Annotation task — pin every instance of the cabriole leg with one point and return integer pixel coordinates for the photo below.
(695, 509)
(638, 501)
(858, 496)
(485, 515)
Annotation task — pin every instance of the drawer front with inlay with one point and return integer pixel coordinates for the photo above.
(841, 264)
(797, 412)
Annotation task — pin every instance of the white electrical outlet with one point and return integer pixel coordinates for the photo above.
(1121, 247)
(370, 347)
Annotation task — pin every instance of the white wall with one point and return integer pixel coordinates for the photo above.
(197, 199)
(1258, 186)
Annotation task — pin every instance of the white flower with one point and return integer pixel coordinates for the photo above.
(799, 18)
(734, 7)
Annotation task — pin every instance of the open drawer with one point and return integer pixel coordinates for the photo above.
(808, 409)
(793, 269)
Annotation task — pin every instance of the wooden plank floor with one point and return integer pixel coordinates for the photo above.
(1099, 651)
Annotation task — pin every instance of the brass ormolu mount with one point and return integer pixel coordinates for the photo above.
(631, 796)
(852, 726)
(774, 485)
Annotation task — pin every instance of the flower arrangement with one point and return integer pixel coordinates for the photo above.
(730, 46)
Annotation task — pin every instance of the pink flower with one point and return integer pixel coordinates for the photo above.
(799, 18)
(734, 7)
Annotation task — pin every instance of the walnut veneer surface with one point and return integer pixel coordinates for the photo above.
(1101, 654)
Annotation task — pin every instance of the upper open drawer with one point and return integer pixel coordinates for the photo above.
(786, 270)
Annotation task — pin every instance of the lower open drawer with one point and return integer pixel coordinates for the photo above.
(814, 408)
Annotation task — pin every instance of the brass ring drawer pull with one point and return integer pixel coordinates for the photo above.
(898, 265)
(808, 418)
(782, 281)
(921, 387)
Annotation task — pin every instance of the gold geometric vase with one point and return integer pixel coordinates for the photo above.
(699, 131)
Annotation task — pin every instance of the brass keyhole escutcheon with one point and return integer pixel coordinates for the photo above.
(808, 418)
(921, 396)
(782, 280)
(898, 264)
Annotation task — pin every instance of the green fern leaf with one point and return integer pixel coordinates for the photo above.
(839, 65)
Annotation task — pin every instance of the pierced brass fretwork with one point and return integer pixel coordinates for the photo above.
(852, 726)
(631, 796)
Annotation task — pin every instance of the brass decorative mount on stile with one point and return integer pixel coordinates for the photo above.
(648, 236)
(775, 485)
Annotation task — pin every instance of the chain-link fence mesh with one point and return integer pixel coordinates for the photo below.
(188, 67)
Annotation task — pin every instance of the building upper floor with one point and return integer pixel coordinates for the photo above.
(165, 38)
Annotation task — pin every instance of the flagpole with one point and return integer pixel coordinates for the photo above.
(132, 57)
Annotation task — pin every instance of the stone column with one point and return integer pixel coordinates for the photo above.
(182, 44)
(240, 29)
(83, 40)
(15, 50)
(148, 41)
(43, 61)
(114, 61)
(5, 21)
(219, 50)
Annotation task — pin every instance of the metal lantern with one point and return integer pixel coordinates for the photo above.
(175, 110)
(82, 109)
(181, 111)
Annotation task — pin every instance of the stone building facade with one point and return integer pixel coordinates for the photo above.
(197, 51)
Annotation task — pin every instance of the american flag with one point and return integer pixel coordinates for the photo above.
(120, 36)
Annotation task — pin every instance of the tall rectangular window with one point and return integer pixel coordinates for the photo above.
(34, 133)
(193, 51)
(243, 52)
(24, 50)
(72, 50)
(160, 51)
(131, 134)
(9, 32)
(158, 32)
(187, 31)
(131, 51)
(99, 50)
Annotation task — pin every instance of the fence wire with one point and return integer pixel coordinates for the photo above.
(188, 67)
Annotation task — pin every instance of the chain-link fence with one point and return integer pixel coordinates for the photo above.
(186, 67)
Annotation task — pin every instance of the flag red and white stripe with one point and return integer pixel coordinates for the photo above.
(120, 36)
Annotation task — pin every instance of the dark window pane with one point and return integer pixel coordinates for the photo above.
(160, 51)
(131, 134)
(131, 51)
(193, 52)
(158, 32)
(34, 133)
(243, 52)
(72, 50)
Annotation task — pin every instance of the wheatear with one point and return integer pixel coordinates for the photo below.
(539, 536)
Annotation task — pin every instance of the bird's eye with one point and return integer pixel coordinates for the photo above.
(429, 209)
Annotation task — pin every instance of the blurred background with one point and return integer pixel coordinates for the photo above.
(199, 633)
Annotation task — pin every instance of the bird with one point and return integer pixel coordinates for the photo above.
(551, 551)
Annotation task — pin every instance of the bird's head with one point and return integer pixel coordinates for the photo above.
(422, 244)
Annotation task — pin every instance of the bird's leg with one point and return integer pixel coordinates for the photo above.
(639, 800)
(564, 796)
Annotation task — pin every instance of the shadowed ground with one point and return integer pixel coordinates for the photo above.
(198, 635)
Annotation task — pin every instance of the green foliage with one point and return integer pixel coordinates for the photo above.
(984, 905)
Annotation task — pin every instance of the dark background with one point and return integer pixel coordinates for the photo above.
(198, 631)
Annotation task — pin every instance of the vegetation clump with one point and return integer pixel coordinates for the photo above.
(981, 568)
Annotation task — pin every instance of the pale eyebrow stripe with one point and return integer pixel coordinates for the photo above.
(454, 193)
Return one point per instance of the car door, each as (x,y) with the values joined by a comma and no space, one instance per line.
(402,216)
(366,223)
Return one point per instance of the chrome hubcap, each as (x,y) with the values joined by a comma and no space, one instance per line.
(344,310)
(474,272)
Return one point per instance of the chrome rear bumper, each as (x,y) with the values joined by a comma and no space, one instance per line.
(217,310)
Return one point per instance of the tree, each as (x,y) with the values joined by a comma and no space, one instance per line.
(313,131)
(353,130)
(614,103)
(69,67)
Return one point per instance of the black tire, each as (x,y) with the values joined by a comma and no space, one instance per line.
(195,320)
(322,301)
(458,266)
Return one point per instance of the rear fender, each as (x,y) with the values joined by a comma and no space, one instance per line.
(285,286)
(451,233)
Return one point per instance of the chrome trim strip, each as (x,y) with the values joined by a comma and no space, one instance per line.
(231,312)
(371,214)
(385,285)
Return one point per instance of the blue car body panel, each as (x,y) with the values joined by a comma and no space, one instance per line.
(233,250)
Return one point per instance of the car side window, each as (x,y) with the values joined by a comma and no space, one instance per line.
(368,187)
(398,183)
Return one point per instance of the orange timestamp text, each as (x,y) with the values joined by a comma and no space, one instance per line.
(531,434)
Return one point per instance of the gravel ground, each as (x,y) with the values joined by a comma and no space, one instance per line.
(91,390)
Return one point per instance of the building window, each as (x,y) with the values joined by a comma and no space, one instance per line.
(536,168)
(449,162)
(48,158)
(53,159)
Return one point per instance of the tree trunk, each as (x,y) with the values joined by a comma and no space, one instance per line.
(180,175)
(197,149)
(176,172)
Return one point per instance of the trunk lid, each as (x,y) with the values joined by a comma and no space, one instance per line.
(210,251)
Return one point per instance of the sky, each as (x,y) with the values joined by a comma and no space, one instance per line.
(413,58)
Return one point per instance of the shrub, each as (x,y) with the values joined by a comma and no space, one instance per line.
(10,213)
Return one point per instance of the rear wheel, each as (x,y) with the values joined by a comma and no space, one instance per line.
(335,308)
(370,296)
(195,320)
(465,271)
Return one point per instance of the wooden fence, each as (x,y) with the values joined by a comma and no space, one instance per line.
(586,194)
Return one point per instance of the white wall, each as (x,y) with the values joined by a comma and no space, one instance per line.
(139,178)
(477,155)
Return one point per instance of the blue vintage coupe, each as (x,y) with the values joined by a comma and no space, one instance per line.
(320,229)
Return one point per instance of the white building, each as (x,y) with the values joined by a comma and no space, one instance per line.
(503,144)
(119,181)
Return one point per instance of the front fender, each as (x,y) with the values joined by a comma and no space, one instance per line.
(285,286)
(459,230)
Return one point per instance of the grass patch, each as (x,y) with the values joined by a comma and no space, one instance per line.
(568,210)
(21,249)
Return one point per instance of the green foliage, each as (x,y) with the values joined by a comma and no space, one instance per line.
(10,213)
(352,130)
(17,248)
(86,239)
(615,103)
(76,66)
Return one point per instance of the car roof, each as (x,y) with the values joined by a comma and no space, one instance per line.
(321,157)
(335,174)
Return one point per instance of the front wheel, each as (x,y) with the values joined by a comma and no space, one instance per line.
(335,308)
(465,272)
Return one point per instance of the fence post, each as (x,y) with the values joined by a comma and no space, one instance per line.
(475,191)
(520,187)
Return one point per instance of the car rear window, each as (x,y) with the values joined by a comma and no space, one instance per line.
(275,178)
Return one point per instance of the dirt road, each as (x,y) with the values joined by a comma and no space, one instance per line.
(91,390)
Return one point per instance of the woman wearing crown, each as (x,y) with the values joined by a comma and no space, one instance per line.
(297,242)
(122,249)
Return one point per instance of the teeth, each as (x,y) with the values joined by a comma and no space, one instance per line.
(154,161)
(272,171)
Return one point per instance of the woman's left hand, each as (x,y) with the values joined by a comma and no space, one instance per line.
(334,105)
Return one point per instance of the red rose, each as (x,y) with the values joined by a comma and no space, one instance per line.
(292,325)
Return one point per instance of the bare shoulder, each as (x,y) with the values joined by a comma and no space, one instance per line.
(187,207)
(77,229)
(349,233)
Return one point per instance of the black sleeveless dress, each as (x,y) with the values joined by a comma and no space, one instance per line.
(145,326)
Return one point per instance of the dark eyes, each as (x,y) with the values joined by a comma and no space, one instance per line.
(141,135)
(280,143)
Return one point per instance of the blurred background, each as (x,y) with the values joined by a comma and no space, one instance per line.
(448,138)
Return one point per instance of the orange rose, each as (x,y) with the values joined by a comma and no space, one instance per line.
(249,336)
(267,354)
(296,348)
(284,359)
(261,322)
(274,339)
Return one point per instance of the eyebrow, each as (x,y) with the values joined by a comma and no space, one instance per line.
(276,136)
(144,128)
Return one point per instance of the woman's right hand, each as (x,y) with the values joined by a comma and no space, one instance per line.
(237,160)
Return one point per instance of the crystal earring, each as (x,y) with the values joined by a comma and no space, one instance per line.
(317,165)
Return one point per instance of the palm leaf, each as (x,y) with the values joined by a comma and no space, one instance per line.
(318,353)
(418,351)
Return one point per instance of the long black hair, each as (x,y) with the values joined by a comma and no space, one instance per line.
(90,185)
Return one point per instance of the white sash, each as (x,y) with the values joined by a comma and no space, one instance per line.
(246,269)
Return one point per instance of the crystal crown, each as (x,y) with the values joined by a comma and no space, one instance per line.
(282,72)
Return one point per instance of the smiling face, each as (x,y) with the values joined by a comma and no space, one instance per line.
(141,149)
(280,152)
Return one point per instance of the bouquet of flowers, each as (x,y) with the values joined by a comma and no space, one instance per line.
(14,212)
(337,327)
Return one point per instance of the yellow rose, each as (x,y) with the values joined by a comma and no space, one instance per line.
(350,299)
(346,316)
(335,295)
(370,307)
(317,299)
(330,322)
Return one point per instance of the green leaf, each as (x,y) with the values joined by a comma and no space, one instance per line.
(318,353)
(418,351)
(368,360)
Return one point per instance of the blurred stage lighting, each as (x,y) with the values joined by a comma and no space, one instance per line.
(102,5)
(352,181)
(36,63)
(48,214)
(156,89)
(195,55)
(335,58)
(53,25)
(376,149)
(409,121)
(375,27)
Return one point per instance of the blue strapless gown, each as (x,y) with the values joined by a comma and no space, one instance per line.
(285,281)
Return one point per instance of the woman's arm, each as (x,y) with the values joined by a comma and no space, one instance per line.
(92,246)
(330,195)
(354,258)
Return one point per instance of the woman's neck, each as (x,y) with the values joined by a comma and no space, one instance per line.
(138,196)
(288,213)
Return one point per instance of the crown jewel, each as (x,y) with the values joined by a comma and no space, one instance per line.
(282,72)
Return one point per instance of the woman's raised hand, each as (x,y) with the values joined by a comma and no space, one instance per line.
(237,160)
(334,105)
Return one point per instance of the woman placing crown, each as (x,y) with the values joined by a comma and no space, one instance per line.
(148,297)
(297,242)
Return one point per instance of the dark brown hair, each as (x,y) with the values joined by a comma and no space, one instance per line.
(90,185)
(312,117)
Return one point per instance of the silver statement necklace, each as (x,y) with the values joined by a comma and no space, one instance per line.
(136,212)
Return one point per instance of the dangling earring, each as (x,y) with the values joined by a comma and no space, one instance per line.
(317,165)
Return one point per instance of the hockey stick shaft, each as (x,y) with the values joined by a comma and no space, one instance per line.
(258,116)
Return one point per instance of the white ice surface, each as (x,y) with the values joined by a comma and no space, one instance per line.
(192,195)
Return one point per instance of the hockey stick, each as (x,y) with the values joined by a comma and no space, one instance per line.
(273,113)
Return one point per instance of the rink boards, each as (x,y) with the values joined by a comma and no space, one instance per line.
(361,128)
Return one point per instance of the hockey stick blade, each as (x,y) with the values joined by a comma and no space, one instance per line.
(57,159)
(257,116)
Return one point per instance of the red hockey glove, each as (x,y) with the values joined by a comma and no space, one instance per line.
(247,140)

* * *

## [Task statement]
Output nothing but the lines from the one with "Return one point per instance of the woman's raised" through the last line above, each exactly as it stands.

## [Written answer]
Return one point per instance of the woman's raised hand, each as (x,y) with the values joined by a comma and no space, one instance per line.
(237,160)
(334,105)
Return one point per instance of the woman placing crown, each as (x,y) with the values joined by a comma and no space, one instance per line.
(148,297)
(297,242)
Return one point per instance of the dark brown hair, each as (x,y) with the values joined by a comma and no space, one instance per line.
(90,185)
(312,117)
Return one point per instance of the silver statement necklace, each as (x,y) with the values joined by a comma and no space, one instance per line.
(136,212)
Return one point per instance of the dangling earring, each as (x,y) with the values joined by a comma and no space, one instance per line.
(317,165)
Return one point per instance of the hockey stick shaft, each as (x,y) with the values joined by a comma and no space, one instance per line.
(258,116)
Return one point per instance of the white ice surface, each as (x,y) with the values joined by a comma and no space, one instance per line.
(192,195)
Return one point per instance of the hockey stick, each as (x,y) with the values joined by a comma and no space, one instance per line.
(273,113)
Return one point per instance of the rink boards, each as (x,y) with the values joined by a comma and no space, one instance per line.
(361,128)
Return one point per instance of the hockey stick blade, each as (x,y) with the values joined by a comma and no space, one instance per line.
(57,159)
(257,116)
Return one point per instance of the red hockey glove, each as (x,y) with the values joined by a comma and no space, one instance per line.
(247,140)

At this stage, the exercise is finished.